Assigned task.
Up to and including the line that contains "positive clicks: (59, 123)", repeat each line of the data exactly, starting from the first.

Provided material.
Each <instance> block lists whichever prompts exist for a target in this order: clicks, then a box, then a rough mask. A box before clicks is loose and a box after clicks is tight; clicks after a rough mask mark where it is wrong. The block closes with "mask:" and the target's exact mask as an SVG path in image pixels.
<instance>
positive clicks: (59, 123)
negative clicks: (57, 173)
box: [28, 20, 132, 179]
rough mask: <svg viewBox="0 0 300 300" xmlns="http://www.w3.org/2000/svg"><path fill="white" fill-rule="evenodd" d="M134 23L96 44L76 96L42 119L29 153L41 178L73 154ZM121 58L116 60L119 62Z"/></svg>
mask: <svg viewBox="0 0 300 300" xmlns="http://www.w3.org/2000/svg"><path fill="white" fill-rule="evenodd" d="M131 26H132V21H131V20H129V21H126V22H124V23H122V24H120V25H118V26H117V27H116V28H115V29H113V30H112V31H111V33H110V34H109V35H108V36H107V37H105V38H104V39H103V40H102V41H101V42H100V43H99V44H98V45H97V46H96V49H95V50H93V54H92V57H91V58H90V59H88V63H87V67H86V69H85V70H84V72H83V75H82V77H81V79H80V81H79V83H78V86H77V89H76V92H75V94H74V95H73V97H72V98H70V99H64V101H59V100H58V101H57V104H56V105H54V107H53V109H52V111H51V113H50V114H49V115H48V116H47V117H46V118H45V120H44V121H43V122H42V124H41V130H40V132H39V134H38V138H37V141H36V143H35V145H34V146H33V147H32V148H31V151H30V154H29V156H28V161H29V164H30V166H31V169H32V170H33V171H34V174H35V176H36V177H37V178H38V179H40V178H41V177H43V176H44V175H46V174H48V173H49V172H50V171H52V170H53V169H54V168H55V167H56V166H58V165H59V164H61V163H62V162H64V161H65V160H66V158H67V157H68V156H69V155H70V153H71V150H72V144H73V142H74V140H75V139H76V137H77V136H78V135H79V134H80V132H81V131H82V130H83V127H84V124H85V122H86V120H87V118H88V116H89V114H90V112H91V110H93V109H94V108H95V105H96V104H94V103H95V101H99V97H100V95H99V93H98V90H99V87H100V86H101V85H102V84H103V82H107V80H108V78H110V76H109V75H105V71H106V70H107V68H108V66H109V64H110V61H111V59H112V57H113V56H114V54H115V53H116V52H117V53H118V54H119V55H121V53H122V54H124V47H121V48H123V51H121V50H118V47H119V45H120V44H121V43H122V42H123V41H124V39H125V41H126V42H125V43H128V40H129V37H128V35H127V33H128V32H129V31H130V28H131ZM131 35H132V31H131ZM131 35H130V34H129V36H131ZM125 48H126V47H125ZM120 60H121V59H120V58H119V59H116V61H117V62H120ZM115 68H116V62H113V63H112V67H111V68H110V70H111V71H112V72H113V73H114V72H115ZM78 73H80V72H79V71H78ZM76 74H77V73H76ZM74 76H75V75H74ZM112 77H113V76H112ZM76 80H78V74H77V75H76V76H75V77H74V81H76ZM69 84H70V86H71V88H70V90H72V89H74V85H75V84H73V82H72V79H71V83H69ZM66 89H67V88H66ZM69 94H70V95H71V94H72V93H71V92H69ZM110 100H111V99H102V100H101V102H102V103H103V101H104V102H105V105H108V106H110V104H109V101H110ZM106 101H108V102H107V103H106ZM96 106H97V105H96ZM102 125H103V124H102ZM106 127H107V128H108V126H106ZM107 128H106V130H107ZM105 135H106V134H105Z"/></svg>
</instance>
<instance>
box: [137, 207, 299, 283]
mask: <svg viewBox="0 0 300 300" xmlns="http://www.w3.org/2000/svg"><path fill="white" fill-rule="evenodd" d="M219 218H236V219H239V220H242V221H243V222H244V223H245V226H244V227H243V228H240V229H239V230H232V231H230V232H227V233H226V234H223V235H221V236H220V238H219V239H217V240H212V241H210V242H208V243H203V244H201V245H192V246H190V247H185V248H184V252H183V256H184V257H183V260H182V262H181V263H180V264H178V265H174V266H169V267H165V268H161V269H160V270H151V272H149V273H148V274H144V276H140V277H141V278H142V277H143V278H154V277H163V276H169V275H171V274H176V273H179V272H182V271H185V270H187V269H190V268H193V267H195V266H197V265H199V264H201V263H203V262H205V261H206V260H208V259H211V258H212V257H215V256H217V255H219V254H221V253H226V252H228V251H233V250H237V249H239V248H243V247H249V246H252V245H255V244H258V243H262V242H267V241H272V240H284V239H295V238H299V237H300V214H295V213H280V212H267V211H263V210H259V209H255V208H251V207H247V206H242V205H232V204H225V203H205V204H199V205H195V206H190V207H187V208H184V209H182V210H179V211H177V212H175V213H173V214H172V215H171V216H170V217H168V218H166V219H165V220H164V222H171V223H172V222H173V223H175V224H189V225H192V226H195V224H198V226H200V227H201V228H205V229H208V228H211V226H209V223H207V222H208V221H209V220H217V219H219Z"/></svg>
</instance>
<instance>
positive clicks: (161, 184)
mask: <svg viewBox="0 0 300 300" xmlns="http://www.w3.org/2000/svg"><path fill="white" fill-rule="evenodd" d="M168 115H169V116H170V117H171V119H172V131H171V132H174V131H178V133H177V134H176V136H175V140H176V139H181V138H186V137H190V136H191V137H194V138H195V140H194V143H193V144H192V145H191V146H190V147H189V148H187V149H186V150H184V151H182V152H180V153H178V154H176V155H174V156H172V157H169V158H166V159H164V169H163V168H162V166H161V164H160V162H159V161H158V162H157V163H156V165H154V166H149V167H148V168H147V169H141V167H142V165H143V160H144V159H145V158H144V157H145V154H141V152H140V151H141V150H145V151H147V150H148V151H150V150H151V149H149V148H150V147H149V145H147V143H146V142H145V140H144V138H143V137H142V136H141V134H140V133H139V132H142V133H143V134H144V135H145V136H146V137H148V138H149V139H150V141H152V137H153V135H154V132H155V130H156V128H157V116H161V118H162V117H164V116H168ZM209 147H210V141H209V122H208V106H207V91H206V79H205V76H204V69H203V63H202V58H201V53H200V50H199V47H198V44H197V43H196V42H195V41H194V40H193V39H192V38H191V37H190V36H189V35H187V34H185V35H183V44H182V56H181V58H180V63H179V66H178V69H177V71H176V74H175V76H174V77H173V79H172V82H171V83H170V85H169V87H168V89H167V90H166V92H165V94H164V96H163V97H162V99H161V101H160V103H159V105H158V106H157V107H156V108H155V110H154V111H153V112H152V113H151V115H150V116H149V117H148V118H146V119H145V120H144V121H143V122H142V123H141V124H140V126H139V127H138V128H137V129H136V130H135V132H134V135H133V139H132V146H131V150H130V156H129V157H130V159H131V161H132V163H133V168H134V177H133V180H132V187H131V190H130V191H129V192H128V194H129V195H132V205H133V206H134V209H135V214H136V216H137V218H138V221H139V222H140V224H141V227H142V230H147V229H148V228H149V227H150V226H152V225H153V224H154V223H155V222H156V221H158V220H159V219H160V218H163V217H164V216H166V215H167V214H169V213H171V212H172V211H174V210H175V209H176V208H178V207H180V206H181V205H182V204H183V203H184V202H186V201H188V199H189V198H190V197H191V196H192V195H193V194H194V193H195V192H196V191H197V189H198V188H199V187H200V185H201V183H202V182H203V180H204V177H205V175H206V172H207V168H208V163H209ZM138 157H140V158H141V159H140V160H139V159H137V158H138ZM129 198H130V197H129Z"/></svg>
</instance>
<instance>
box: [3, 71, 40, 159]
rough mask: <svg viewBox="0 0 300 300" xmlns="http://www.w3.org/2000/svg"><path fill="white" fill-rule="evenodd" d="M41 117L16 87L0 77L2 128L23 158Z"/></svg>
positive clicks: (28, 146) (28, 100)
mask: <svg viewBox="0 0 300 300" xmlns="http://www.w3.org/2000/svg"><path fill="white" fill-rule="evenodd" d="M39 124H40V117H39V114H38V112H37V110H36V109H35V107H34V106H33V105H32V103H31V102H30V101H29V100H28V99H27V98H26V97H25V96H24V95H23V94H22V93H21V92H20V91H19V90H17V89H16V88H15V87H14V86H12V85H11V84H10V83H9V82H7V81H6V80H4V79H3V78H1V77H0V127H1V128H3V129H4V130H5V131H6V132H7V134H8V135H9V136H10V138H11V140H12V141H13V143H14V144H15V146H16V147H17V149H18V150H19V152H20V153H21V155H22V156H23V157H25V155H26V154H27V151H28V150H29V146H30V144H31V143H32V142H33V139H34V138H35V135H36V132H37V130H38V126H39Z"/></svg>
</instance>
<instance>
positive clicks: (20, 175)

Problem solution.
Each <instance> block lists whichever prompts exist for a target in this order: clicks, then a box, then a rough mask. A box before clicks is loose and a box after clicks is tight; clicks after a rough mask mark where it is wrong. The block closes with "mask:" and the target's exact mask as an SVG path in image pixels.
<instance>
positive clicks: (59, 123)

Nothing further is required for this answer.